▸ **Given exercise**: Reproduce the records below exactly as given.

## Start Input records

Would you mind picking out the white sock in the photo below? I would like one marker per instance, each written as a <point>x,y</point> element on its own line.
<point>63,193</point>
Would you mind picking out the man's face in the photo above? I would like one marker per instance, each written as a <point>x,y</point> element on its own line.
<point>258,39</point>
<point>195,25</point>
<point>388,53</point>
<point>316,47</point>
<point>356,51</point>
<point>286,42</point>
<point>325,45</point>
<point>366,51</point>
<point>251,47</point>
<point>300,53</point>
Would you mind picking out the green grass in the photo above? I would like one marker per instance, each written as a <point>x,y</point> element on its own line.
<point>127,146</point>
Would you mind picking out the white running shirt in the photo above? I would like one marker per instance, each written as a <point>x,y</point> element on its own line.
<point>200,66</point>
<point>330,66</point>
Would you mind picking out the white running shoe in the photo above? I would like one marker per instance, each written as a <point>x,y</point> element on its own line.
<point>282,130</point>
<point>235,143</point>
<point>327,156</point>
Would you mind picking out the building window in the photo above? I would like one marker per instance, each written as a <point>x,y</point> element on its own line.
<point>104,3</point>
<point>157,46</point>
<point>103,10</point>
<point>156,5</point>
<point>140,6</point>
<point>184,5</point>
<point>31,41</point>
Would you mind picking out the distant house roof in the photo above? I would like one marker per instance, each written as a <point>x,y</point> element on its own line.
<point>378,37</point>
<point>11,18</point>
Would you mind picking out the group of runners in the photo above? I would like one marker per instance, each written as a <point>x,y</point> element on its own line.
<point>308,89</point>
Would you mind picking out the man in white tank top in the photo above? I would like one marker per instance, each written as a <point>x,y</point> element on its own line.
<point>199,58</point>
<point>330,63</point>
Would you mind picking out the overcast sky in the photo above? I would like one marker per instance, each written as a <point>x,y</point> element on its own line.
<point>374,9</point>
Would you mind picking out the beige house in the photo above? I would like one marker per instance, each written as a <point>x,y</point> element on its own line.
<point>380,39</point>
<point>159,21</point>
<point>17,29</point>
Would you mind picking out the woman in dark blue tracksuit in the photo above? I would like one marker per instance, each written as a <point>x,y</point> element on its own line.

## End Input records

▸ **Final result**:
Would you mind picking out the white sock in the photo below? I would like one marker per instance, each written as a <point>x,y</point> element on its own line.
<point>63,193</point>
Would you mind picking out the man's face in the photo above? I would like one marker per instance, each written as a <point>x,y</point> element on its own line.
<point>258,39</point>
<point>195,25</point>
<point>388,53</point>
<point>316,47</point>
<point>356,51</point>
<point>286,42</point>
<point>325,45</point>
<point>366,51</point>
<point>251,47</point>
<point>300,53</point>
Would you mind picking out the green grass in the photo above? I would like one marker per instance, each written as a <point>x,y</point> element on its own line.
<point>127,146</point>
Would you mind picking out the white running shirt in the photo above? I would like one marker per instance, each written as a <point>x,y</point> element on its own line.
<point>200,66</point>
<point>330,66</point>
Would you mind picking out the white running shoe in the photo above? I would like one marker per instance, each written as a <point>x,y</point> element on its own line.
<point>282,130</point>
<point>235,143</point>
<point>327,156</point>
Would you mind picking out the building window in the photo above? I would like one marker per instance, each written as a <point>x,y</point> element on its own line.
<point>104,3</point>
<point>157,46</point>
<point>103,10</point>
<point>156,5</point>
<point>140,6</point>
<point>184,5</point>
<point>31,41</point>
Would you mind picking out the distant house roof in the photo above? I would like one marker per instance, each written as a <point>x,y</point> element on its own line.
<point>378,37</point>
<point>11,18</point>
Would you mind picking out the group of runners in the photo above? I would like one marker per instance, each written as a <point>x,y</point> element on its own line.
<point>308,89</point>
Would you mind picking out the man in white tank top in the photo above? I would like one marker per instance, each written as a <point>x,y</point> element on its own line.
<point>199,58</point>
<point>330,63</point>
Would you mind picking out the overcast sky in the photo above? I would like one marker per instance, each written as a <point>x,y</point> element on its own line.
<point>374,9</point>
Would you mind picking out the beige house in the photo above? I would like one marker per instance, each written as a <point>x,y</point> element on its own line.
<point>380,39</point>
<point>159,21</point>
<point>17,29</point>
Would you mind picking out the woman in dark blue tracksuit in the photo above? I would like one marker per instance, each written as a <point>x,y</point> element on its own line.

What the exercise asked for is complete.